+++ Document segment
Good weekend, everyone! Let me start by describing my problem first and then moving to proposed solution.
Problem:
Currently we have number of PoPs (Points-of-Presence) around the world with
Linux/nginx doing TCP/TLS/HTTP termination. There we re-encrypt traffic and
proxy_pass it to the upstream block with HUGE set of servers. Whole idea of
those PoP nginxes is to have pool of keepalive connections with enormous tcp
windows to upstreams.
But in reality we can not use any of nginx’es connection balancing methods
because they almost never reuse connections (yet again, our upstream list is
huge). Also each worker has it’s own keepalive pool which makes situation even
worse. Of cause we can generate per-server config files and give each server in
each PoP different(and small) set of upstream servers, but that solution sounds
awfully “clunky”.
Solution:
IPVS for example, among it's numerous job scheduling modes has Locality-Based
Least-Connection Scheduling[1], that looks quite close to what we want. The
only problem is that if all the worker processes on all our boxes around the
world will use same list of upstreams they will quickly overload first
upstream, then second, etc, therefore I’ve added randomized mode in which each
worker starts by filling upstreams w.r.t. some random starting point. That
should give good locality for tcp connection reuse and as law of large numbers
implies - good enough load distribution across upstreams globally.
++++++
+++ Record excerpts
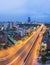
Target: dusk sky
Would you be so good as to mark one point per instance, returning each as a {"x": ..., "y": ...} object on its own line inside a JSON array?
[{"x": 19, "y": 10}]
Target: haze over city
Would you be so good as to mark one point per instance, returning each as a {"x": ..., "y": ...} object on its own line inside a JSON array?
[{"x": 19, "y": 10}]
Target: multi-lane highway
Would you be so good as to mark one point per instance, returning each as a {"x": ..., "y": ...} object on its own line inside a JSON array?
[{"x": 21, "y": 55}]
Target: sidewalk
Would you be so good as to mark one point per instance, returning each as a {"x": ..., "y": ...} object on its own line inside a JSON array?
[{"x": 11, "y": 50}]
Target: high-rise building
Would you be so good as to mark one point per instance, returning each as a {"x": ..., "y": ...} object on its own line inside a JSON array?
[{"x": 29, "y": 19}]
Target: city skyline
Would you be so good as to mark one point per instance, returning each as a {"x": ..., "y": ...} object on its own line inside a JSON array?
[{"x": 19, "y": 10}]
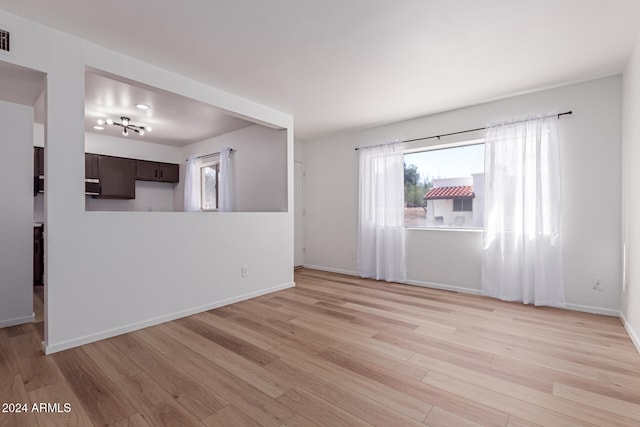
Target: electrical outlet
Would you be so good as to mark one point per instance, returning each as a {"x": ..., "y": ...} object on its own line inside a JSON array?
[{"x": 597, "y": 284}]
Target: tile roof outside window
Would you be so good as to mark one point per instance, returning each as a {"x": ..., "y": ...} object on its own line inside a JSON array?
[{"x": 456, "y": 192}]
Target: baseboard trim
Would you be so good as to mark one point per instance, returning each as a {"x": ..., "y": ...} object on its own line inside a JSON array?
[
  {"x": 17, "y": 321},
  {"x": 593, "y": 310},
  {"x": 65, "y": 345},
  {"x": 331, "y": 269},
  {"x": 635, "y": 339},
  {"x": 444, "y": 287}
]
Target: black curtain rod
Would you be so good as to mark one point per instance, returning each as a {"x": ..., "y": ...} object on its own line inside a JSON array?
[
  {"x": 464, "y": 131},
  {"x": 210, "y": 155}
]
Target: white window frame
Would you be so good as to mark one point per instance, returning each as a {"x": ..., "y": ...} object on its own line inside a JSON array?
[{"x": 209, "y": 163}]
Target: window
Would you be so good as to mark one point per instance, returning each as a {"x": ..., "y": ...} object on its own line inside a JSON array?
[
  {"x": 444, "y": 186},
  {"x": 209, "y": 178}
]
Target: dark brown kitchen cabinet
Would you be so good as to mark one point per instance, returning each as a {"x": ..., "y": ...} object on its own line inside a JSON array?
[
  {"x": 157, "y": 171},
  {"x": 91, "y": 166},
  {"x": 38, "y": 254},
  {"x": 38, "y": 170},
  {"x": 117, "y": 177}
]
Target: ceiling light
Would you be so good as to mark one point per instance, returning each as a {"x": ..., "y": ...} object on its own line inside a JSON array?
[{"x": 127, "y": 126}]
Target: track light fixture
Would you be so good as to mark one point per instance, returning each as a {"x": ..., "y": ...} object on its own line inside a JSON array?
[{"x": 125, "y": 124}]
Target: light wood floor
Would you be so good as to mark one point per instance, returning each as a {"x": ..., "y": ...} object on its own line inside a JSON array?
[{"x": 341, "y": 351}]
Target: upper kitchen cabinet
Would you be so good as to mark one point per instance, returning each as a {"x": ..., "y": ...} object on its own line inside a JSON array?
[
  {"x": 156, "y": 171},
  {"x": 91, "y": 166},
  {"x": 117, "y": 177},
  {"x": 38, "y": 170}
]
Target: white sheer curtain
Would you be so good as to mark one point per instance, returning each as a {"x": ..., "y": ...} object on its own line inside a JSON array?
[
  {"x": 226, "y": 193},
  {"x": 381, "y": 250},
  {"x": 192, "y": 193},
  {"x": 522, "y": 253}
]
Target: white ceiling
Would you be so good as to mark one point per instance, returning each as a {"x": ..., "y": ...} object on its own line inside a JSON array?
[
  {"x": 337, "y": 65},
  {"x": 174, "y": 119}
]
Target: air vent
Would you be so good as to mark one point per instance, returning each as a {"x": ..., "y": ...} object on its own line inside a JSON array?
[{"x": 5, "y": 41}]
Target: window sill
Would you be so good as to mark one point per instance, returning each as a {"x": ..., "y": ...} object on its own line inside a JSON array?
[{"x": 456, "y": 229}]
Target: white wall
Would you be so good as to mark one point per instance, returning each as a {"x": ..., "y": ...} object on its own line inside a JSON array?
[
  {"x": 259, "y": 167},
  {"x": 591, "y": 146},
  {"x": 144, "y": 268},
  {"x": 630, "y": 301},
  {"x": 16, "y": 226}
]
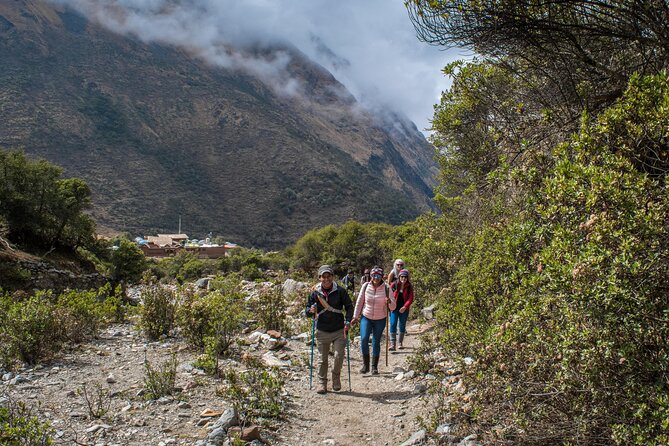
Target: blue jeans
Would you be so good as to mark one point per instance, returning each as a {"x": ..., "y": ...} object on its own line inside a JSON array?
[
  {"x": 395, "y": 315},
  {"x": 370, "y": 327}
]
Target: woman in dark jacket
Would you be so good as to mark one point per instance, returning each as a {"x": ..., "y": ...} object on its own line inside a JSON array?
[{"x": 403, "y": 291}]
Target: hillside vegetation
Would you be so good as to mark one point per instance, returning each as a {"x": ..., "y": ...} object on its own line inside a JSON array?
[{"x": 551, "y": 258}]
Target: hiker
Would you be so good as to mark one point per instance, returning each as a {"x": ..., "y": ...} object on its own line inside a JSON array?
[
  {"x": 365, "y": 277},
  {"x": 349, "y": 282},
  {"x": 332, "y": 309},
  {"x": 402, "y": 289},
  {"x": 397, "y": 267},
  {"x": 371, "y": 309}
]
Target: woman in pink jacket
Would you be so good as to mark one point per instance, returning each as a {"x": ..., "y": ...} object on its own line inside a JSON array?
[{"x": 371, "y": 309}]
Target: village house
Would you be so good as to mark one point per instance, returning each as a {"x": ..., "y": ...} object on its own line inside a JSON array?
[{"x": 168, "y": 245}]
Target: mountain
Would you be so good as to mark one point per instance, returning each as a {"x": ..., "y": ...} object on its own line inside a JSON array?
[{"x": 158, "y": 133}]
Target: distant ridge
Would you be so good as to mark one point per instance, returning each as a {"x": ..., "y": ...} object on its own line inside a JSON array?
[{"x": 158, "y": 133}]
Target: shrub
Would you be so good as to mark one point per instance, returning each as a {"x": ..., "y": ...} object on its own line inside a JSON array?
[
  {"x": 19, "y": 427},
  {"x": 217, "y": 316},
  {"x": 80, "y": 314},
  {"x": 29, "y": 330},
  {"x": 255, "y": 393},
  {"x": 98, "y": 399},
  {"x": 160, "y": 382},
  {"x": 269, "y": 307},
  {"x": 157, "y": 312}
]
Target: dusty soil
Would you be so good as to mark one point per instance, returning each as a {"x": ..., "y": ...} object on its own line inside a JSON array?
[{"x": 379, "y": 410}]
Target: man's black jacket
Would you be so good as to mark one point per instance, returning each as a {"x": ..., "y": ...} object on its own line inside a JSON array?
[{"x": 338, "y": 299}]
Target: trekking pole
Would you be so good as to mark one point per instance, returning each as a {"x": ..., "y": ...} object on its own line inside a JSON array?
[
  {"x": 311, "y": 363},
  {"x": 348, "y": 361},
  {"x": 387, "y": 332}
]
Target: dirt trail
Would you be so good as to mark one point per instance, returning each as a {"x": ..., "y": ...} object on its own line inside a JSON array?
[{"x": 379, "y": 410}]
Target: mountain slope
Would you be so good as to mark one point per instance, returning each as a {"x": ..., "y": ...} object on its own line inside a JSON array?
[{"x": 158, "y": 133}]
++++++
Exercise set
• a. Reproduce the stretch of the nginx post from "Good weekend, everyone!" through "windows to upstreams.".
• b. For each statement below, say yes or no to whether it agrees with the nginx post, and quote the exact words of the post that decide it. (i) Each nginx worker keeps its own pool of keepalive connections. (ii) The author regards generating per-server config files as a neat solution. (iii) In the proposed randomized mode, each worker begins filling upstreams from a random starting point.

Outputs by task
• a.
Good weekend, everyone! Let me start by describing my problem first and then moving to proposed solution.
Problem:
Currently we have number of PoPs (Points-of-Presence) around the world with
Linux/nginx doing TCP/TLS/HTTP termination. There we re-encrypt traffic and
proxy_pass it to the upstream block with HUGE set of servers. Whole idea of
those PoP nginxes is to have pool of keepalive connections with enormous tcp
windows to upstreams.

• b.
(i) Yes: "each worker has it’s own keepalive pool"
(ii) No: "that solution sounds awfully “clunky”"
(iii) Yes: "each worker starts by filling upstreams w.r.t. some random starting point"